- _EXERCISE DETAILS_: Repeat exactly every line that comes at or after the line containing "Query: cross with name plaque", through the end of the entries below.

- _DATA PROVIDED_:

BEGIN

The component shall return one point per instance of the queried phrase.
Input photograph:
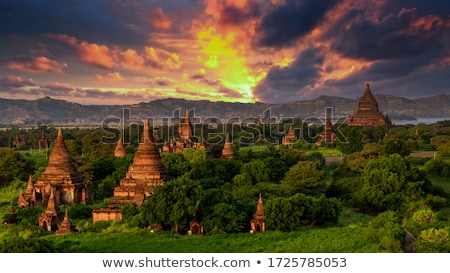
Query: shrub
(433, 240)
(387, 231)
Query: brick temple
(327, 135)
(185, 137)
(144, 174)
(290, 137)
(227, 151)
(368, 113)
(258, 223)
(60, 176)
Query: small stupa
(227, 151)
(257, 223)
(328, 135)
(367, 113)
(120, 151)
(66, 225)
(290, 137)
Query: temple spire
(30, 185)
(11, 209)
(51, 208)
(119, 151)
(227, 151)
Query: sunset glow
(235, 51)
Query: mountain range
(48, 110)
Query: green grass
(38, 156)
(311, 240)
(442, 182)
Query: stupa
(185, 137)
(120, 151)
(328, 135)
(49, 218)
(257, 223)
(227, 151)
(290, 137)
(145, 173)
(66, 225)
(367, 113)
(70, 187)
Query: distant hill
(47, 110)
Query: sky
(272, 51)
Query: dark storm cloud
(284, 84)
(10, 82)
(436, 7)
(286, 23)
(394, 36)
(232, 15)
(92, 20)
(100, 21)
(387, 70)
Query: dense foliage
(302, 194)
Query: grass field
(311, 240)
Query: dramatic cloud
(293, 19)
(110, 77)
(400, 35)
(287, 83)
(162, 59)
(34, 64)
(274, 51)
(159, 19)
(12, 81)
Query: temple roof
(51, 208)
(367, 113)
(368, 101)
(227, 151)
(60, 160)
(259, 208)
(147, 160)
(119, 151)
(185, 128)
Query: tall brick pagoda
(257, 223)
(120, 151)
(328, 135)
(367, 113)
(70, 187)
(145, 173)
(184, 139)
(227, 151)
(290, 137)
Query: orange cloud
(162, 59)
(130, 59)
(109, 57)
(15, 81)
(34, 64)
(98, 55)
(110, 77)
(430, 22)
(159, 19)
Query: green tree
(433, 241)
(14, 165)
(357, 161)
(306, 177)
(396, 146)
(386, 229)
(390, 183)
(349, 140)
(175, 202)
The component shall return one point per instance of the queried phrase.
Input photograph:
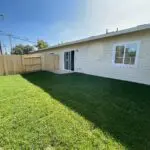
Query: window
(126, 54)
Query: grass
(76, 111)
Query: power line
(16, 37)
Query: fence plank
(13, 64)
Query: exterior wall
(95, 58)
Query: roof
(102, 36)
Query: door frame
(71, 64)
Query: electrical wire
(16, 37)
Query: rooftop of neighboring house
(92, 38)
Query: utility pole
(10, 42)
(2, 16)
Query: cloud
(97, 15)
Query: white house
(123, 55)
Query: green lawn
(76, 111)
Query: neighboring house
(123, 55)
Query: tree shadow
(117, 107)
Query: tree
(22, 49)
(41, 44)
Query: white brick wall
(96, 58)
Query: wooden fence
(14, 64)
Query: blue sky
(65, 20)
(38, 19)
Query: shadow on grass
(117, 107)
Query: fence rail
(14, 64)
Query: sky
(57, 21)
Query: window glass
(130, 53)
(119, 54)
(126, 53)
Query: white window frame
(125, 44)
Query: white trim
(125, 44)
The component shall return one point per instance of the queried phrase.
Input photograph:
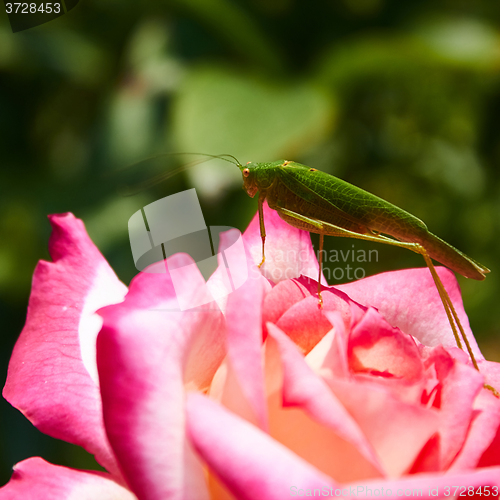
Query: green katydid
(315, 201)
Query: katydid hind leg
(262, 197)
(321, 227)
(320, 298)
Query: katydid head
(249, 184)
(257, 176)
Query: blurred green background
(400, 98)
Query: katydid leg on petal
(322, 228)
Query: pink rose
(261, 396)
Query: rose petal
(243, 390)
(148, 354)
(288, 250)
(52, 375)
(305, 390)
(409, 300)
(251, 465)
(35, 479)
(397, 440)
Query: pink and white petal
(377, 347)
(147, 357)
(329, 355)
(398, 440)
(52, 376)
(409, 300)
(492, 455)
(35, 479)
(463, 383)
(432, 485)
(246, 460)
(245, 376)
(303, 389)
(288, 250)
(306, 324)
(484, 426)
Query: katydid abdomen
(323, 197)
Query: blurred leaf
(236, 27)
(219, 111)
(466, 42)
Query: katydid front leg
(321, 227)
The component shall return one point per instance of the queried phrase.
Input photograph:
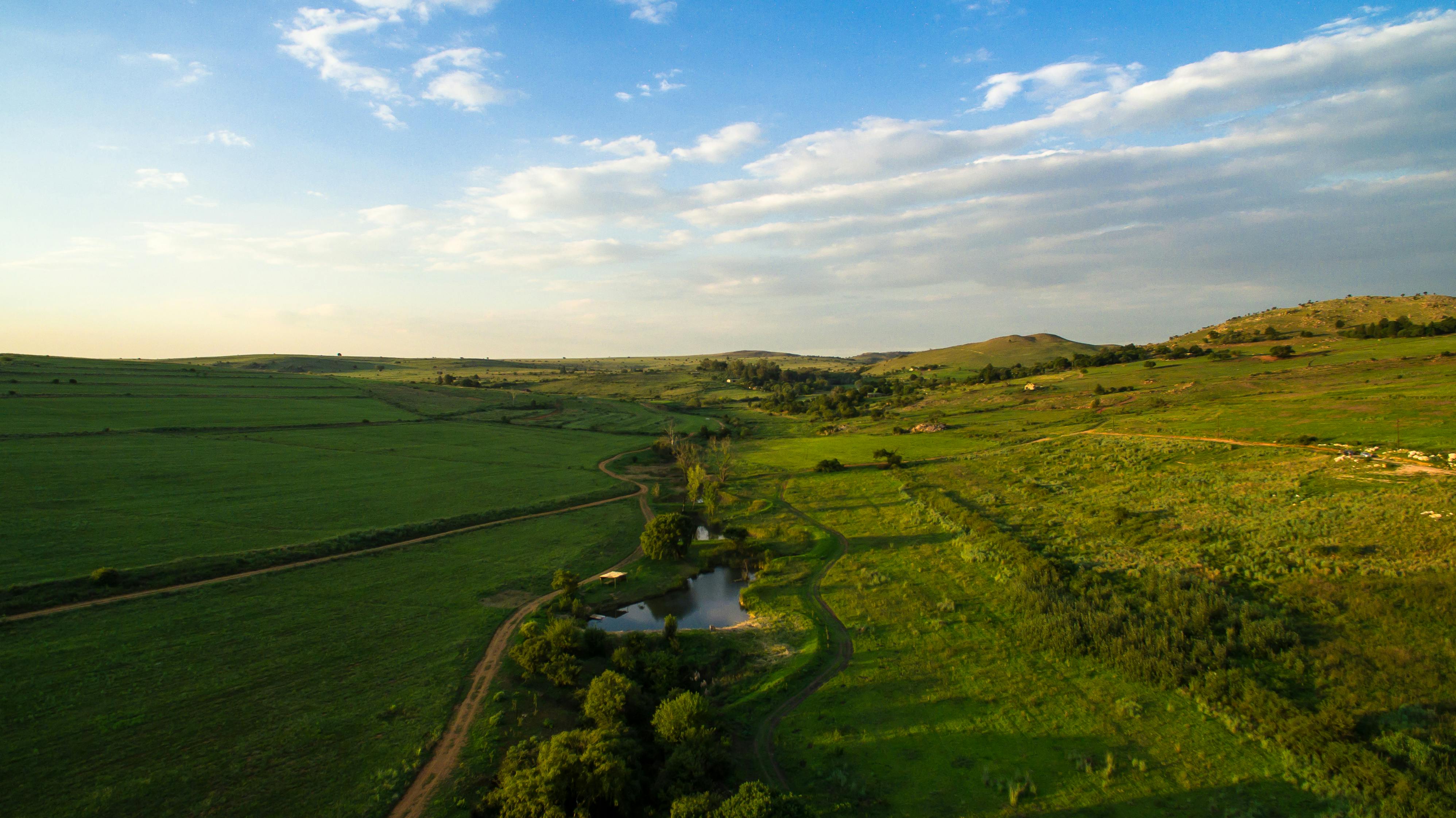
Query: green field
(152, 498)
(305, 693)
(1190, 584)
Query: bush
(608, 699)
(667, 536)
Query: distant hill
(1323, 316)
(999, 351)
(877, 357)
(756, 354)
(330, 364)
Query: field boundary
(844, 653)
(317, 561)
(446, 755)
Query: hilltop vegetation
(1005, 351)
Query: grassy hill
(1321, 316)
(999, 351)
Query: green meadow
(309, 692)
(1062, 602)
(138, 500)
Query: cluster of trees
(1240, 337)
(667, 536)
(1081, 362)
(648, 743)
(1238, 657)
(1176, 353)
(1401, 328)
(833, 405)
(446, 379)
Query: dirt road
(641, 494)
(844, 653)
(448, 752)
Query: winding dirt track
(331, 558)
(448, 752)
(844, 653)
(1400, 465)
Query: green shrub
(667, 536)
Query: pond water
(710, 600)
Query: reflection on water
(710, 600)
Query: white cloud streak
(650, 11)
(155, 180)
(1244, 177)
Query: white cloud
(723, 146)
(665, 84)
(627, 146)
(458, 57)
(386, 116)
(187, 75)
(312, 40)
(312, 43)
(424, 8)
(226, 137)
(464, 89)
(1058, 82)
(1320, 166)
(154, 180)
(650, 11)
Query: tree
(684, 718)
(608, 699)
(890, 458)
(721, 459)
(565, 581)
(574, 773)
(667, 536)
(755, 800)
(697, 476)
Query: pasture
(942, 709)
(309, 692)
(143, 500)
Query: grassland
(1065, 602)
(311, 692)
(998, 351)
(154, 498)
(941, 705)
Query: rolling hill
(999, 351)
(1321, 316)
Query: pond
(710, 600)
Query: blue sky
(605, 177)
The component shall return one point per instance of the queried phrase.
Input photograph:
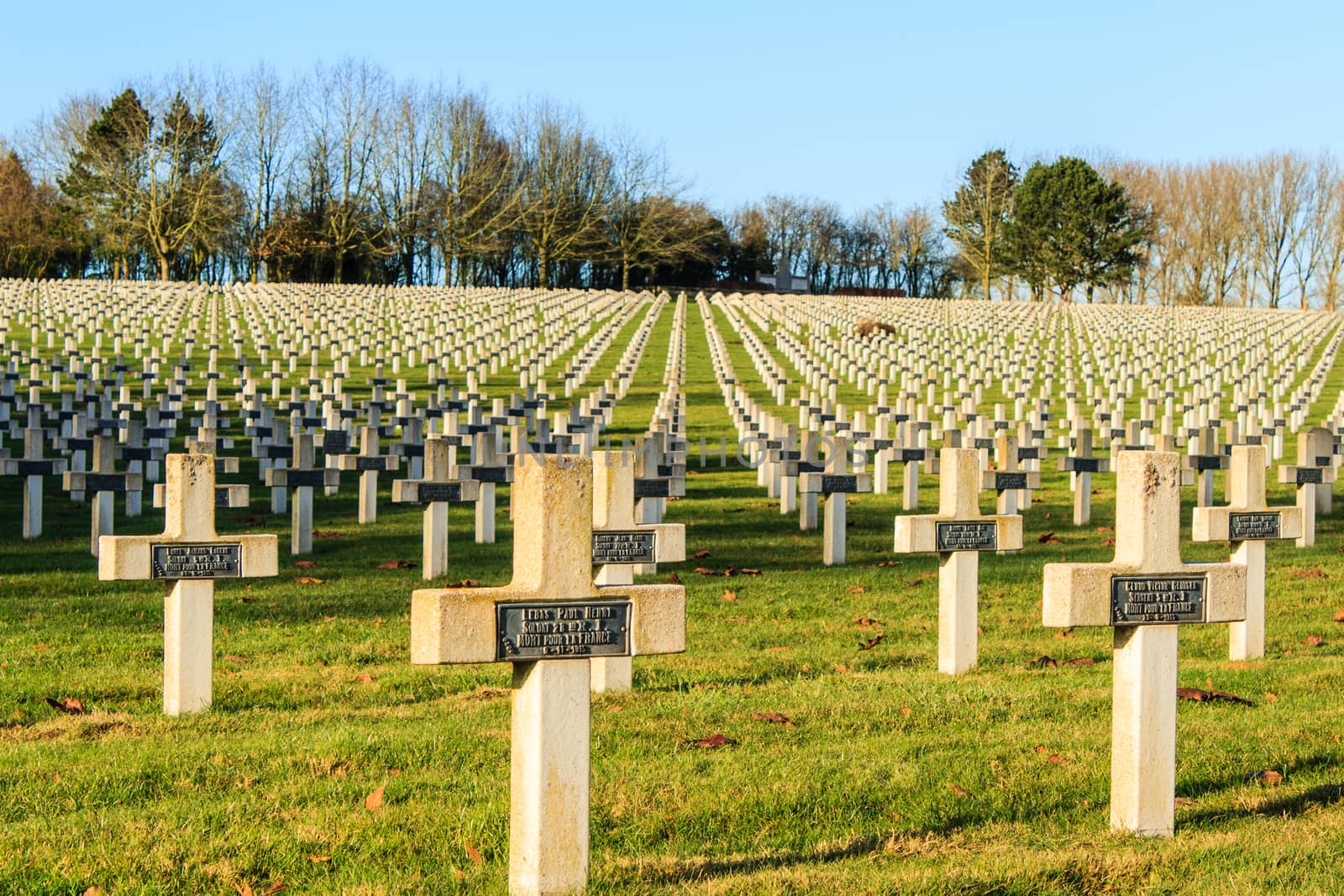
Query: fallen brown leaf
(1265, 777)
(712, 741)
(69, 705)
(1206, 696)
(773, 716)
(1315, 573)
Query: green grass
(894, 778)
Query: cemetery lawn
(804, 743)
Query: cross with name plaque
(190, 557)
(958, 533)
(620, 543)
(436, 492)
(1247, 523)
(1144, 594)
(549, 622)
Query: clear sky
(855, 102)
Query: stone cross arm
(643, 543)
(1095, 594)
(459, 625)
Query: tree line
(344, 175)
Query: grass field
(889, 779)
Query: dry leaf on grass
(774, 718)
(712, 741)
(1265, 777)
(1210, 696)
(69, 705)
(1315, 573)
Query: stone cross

END

- _OUTPUT OF THE TASK_:
Query: cross with name plaque
(190, 557)
(958, 533)
(620, 543)
(436, 492)
(1247, 523)
(1144, 594)
(549, 622)
Query: clear sky
(855, 102)
Query: stone cross arm
(643, 543)
(1095, 594)
(459, 625)
Query: tree line
(344, 175)
Query: grass field
(889, 779)
Query: dry leaf on grass
(774, 718)
(712, 741)
(1265, 777)
(1210, 696)
(69, 705)
(1315, 573)
Query: stone cross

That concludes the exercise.